(Items listed in a dataset)
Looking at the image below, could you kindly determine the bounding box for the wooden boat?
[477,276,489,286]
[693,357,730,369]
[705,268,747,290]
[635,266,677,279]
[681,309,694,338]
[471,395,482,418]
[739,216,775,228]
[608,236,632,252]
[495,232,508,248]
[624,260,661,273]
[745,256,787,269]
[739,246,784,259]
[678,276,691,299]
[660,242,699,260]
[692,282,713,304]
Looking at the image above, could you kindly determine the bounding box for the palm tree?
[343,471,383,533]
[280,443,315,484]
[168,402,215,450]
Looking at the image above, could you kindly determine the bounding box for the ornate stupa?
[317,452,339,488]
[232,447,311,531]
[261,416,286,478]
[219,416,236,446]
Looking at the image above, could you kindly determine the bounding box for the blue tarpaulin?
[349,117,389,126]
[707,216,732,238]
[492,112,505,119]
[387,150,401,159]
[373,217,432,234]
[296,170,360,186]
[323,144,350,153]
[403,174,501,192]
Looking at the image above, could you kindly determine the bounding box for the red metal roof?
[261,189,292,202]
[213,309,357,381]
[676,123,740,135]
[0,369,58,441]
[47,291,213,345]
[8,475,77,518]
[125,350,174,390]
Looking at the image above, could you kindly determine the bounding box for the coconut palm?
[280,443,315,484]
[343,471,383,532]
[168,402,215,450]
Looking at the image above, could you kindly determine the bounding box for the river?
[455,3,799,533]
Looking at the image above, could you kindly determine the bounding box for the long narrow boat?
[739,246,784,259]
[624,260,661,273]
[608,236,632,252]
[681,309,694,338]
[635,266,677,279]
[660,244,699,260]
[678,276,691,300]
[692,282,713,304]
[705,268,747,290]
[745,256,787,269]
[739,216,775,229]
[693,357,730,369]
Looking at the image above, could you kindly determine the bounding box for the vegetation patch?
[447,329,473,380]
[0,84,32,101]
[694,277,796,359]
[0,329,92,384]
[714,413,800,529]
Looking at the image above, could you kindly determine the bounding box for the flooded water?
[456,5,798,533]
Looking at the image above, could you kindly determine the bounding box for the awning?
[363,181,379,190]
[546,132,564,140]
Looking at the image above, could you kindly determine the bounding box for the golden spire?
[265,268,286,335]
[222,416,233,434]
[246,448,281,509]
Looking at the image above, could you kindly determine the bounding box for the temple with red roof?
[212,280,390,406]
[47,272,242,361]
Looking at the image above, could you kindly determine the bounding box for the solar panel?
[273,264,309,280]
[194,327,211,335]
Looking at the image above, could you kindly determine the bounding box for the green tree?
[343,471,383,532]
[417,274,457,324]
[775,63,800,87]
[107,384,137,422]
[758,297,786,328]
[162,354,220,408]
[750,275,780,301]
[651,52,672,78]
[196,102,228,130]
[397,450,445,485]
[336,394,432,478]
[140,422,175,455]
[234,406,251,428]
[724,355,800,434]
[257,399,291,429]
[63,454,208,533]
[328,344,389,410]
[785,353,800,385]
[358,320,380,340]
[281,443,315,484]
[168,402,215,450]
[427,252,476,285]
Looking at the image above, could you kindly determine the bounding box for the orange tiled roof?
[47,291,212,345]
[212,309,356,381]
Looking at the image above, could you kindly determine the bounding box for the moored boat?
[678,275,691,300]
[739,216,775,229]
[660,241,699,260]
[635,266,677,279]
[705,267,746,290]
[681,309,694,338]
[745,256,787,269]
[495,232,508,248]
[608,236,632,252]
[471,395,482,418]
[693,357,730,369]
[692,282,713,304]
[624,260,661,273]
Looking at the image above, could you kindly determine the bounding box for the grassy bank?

▶ _Directions for this task_
Recopy the records without any alteration.

▶ _Result below_
Looking at the image below, could you kindly determine the bounding box for the wooden boat?
[477,276,489,286]
[693,357,730,369]
[705,268,747,290]
[635,266,677,279]
[681,309,694,338]
[471,395,482,418]
[739,216,775,228]
[608,236,632,252]
[495,232,508,248]
[624,260,661,273]
[745,256,787,269]
[739,246,784,259]
[678,276,691,299]
[660,242,699,260]
[692,282,713,304]
Looking at the image above, could you kindly determine the bounding box for the palm tree?
[343,471,383,533]
[280,443,315,484]
[168,402,215,450]
Looking at the image above, could you kindly determine the bounding box for the ornate stupa?
[317,452,339,488]
[232,447,311,531]
[261,416,286,478]
[219,416,236,446]
Looking at the image above, could you kindly determine the bounding box for the blue tarpaulin?
[349,117,389,126]
[707,216,732,238]
[492,112,505,119]
[387,150,401,159]
[373,217,432,234]
[296,170,360,186]
[323,144,350,153]
[403,174,501,192]
Looking at the image above, could you kindly determine the bounding box for the red metal roof?
[261,189,292,202]
[213,309,357,381]
[676,123,740,135]
[0,369,58,441]
[47,291,213,345]
[8,475,77,518]
[125,350,174,390]
Looking at the image above, could you kindly determine the bounding box for the coconut palm?
[280,443,315,484]
[343,471,383,532]
[168,402,215,450]
Looking at the image above, could you kindly determine the bounding box for the river?
[455,3,799,533]
Looking at the image above, could you kindly determine the bounding box for the long narrow boat?
[739,246,784,259]
[624,260,661,273]
[608,236,632,252]
[681,309,694,338]
[635,266,677,279]
[660,244,699,260]
[678,276,691,300]
[692,282,713,304]
[705,268,747,290]
[745,256,787,269]
[739,216,775,229]
[693,357,730,369]
Looking at the image above, could you kindly determine the bounding box for the vegetation patch?
[447,329,473,380]
[0,84,32,101]
[694,277,796,359]
[0,329,92,384]
[714,413,800,529]
Looking at the image above, could you kindly determine the bounding box for the flooded water?
[456,5,798,533]
Looking at the image above, could you kindly determine the bounding box for the awning?
[363,181,379,190]
[546,132,564,140]
Looking at the image above, could you kindly determine the bounding box for the golden spire?
[265,268,286,335]
[222,416,233,434]
[246,448,281,509]
Looking at the image above, could you kindly determine the bounding box for the temple with red roof?
[212,280,390,406]
[47,272,242,361]
Looking at the image above, could you kindly determine the bounding box for the solar panel?
[273,264,309,280]
[194,327,211,335]
Looking at the image above, could you kindly determine the bounding box for the green tree?
[343,471,383,532]
[417,274,457,324]
[775,63,800,87]
[107,384,137,422]
[758,297,786,328]
[162,354,220,408]
[750,275,780,301]
[651,52,672,78]
[196,102,228,130]
[397,450,445,485]
[336,394,432,478]
[140,422,175,455]
[234,406,251,428]
[724,355,800,434]
[257,399,291,429]
[63,454,208,533]
[328,344,389,410]
[785,353,800,385]
[358,320,380,340]
[281,443,315,484]
[168,402,215,450]
[427,252,476,285]
Looking at the image above, could you kindly determine the bounding box for the orange tiled roof?
[47,291,212,345]
[212,309,356,381]
Looking at the image above, could you kindly determine the bounding box for the moored boat?
[678,275,691,300]
[739,216,775,229]
[660,241,699,260]
[635,266,677,279]
[705,267,746,290]
[681,309,694,338]
[745,256,787,269]
[495,232,508,248]
[608,236,632,252]
[471,395,482,418]
[693,357,730,369]
[692,282,713,304]
[624,260,661,273]
Looking at the image above, could you kindly determine the bounding box for the grassy bank?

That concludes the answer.